*** Metin bölümü ***
KOMİSYON KONUŞMASI

BÜLENT KUŞOĞLU (Ankara) - Sayın Başkan, değerli arkadaşlarım, Sayın Bakan, değerli bürokratlar ve basın mensupları; hepinizi saygıyla selamlıyorum.

Şimdi, ara vermeden önce konuştuğumuz önerge Sayıştay Kanunu'nda değişiklik yapılmasıyla ilgiliydi hatırlayacaksınız. Önergeyle kamu payı yüzde 50'den az olan, Borsa İstanbul'da işlem gören şirketlerin ve onların iştiraklerinin ve bağlı ortaklığının denetiminin bağımsız denetim kuruluşları tarafından yapılması, yapılan denetim sonucu düzenlenen raporun Sayıştaya gönderilmesi, Sayıştayın o raporlar üzerinden Büyük Millet Meclisine raporlama yapması şeklinde bir gerekçesi vardı; özü olarak böyle.

Bu madde Anayasa'nın 160'ıncı maddesine aykırı Sayın Bakanım. Çok net olarak Anayasa'nın 160'ıncı maddesine aykırı ve Anayasa Mahkemesi de bunu tescil etmiş. Elimizde böyle bir belge var yani Anayasa Mahkemesi iptal ettiği hâlde bir daha aynı yolda bir düzenleme yapılıyor.

İkincisi ki Anayasa Mahkemesinin 160'ıncı maddesinin haricinde 5018 sayılı Kanun'un 69'uncu maddesi var Sayıştayın denetlenmesiyle ilgili; başlığı bu şekilde. "Sayıştayın denetlenmesi, her yıl Türkiye Büyük Millet Meclisi adına Türkiye Büyük Millet Meclisi Başkanlık Divanı tarafından görevlendirilen ve gerekli mesleki niteliklere sahip denetim elemanlarından oluşan bir komisyon tarafından, hesaplar ve bunlara ilişkin belgeler esas alınarak yapılır." diyor.
*** Verilen malzeme ***
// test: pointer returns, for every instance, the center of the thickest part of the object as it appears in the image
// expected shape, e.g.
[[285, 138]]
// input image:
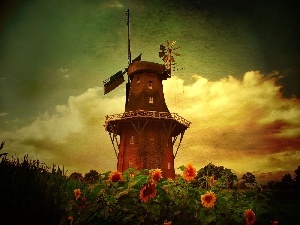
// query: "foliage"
[[121, 202], [248, 180], [33, 193], [218, 172]]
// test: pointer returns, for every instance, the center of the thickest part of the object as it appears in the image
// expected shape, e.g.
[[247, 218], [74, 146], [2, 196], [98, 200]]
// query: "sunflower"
[[249, 216], [77, 193], [156, 174], [190, 172], [148, 191], [208, 200], [115, 176]]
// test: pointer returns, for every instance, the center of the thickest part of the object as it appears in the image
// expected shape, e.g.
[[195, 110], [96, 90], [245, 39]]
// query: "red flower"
[[147, 192], [156, 174], [115, 176], [190, 172], [208, 200], [77, 193], [249, 216]]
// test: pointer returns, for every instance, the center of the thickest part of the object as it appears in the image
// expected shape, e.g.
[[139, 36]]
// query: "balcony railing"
[[147, 114]]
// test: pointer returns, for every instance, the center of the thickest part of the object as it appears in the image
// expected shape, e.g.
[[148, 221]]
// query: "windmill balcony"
[[115, 119]]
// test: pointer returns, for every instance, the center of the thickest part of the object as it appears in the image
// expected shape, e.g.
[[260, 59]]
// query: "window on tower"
[[151, 100], [131, 140]]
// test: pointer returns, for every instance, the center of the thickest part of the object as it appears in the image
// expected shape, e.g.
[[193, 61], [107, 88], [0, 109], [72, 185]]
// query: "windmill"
[[144, 135]]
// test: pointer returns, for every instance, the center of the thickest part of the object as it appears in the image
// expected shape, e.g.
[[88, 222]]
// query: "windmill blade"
[[113, 82]]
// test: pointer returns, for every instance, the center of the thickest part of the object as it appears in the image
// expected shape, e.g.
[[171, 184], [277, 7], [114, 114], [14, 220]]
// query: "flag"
[[139, 58]]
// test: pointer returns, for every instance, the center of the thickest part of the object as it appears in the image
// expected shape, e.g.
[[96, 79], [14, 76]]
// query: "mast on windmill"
[[144, 135]]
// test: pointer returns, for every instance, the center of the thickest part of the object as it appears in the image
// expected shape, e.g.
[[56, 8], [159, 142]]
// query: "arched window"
[[150, 99]]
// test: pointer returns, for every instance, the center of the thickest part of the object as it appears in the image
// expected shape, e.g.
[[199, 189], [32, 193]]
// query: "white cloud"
[[234, 123]]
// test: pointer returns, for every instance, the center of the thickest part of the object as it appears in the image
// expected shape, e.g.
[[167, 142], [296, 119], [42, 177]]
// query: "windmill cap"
[[137, 67]]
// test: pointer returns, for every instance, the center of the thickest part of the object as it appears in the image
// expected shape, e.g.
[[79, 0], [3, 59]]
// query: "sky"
[[236, 79]]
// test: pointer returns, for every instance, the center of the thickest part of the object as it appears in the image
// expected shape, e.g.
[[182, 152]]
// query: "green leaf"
[[137, 181]]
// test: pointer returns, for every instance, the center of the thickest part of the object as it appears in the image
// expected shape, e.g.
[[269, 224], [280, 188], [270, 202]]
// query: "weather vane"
[[166, 54]]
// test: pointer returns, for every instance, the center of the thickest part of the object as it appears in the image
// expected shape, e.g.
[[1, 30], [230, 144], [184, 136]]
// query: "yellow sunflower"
[[148, 191], [249, 216], [190, 172], [156, 174], [208, 200], [115, 176]]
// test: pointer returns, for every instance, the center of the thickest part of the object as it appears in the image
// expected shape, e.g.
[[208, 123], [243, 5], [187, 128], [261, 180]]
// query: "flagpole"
[[128, 37], [129, 55]]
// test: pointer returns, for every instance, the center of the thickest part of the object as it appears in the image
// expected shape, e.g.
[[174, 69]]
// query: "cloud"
[[73, 136], [235, 122], [245, 125]]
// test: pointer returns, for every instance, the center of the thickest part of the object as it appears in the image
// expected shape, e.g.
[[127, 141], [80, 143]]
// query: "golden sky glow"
[[245, 125]]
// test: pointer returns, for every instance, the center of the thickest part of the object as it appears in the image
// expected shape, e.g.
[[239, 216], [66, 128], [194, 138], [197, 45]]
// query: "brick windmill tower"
[[144, 136]]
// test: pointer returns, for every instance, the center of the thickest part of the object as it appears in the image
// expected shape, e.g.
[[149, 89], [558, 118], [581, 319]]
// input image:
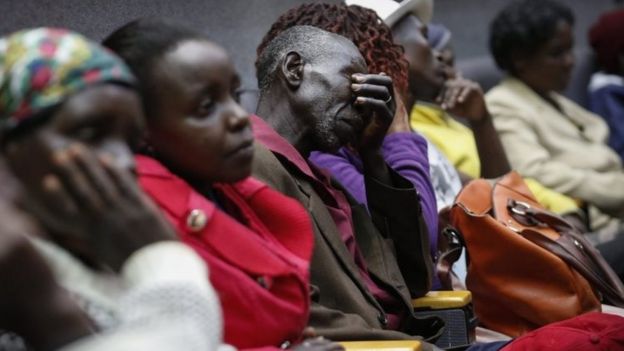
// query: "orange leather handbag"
[[527, 267]]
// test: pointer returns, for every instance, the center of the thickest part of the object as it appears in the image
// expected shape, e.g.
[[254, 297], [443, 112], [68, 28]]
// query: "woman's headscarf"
[[40, 68], [607, 39]]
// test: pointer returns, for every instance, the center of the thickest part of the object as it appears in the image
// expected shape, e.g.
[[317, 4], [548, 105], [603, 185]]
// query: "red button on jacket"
[[258, 261]]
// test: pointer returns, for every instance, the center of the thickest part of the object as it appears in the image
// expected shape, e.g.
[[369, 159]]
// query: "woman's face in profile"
[[550, 67]]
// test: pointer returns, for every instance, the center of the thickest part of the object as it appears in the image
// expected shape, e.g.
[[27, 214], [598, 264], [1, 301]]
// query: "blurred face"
[[103, 119], [427, 73], [325, 99], [196, 127], [550, 68]]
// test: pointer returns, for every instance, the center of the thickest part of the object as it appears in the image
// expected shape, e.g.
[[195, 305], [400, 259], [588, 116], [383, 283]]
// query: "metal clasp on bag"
[[521, 212]]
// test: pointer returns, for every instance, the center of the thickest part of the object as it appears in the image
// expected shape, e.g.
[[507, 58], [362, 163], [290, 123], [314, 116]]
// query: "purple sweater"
[[406, 153]]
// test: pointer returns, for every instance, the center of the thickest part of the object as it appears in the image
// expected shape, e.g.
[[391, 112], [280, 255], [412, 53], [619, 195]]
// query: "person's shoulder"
[[506, 92], [512, 100]]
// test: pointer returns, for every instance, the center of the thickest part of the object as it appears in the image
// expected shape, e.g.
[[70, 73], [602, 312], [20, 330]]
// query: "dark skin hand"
[[33, 304], [112, 217], [374, 96], [462, 97]]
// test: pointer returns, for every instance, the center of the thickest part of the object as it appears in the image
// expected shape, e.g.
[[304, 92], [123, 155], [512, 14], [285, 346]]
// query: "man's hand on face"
[[374, 96], [112, 216], [463, 98]]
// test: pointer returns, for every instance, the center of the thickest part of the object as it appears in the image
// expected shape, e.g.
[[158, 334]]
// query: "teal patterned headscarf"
[[40, 68]]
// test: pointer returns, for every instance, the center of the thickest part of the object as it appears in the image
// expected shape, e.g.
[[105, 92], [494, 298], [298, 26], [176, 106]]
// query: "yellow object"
[[440, 300], [457, 143], [454, 139], [385, 345]]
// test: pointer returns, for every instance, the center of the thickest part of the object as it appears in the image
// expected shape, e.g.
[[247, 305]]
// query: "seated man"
[[315, 95]]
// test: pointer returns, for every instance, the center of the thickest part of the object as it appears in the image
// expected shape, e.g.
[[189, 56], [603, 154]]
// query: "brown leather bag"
[[527, 267]]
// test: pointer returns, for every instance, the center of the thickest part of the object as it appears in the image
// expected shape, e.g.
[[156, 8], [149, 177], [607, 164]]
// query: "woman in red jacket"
[[196, 164]]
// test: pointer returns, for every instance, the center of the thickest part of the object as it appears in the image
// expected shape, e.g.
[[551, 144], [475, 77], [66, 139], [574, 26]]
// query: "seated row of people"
[[287, 246]]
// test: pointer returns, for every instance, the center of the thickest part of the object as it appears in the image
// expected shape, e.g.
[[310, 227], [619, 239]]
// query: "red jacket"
[[258, 262]]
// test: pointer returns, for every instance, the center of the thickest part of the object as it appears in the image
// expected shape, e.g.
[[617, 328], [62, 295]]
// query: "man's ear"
[[292, 69]]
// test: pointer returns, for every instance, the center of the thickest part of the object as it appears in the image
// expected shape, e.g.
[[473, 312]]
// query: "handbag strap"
[[453, 249], [571, 247]]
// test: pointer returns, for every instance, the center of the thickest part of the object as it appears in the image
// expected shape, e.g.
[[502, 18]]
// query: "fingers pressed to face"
[[95, 172], [58, 195], [76, 182], [374, 79], [369, 90], [374, 105], [124, 182]]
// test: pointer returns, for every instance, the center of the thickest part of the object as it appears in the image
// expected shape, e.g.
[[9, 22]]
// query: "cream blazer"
[[565, 151]]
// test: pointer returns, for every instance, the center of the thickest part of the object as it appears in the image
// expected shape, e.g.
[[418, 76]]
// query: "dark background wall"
[[240, 24], [469, 21]]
***
- Yapılacak iş -
Komisyon konuşmasına göre şu ifadelere evet ya da hayır deyin ve her biri için kararı veren sözleri konuşmadan aynen alıntılayın: (a) Önerge, kamu payı yüzde 50'den az olan ve Borsa İstanbul'da işlem gören şirketlerle ilgilidir. (b) Konuşmacıya göre Anayasa Mahkemesi bu konuda henüz karar vermemiştir. (c) 5018 sayılı Kanun'un 69'uncu maddesine göre Sayıştayın denetimi her yıl, Türkiye Büyük Millet Meclisi Başkanlık Divanının görevlendirdiği bir komisyon tarafından yapılır.

- Doğru cevap -
(a) Evet: "kamu payı yüzde 50'den az olan, Borsa İstanbul'da işlem gören şirketlerin"
(b) Hayır: "Anayasa Mahkemesi de bunu tescil etmiş"
(c) Evet: "her yıl Türkiye Büyük Millet Meclisi adına Türkiye Büyük Millet Meclisi Başkanlık Divanı tarafından görevlendirilen"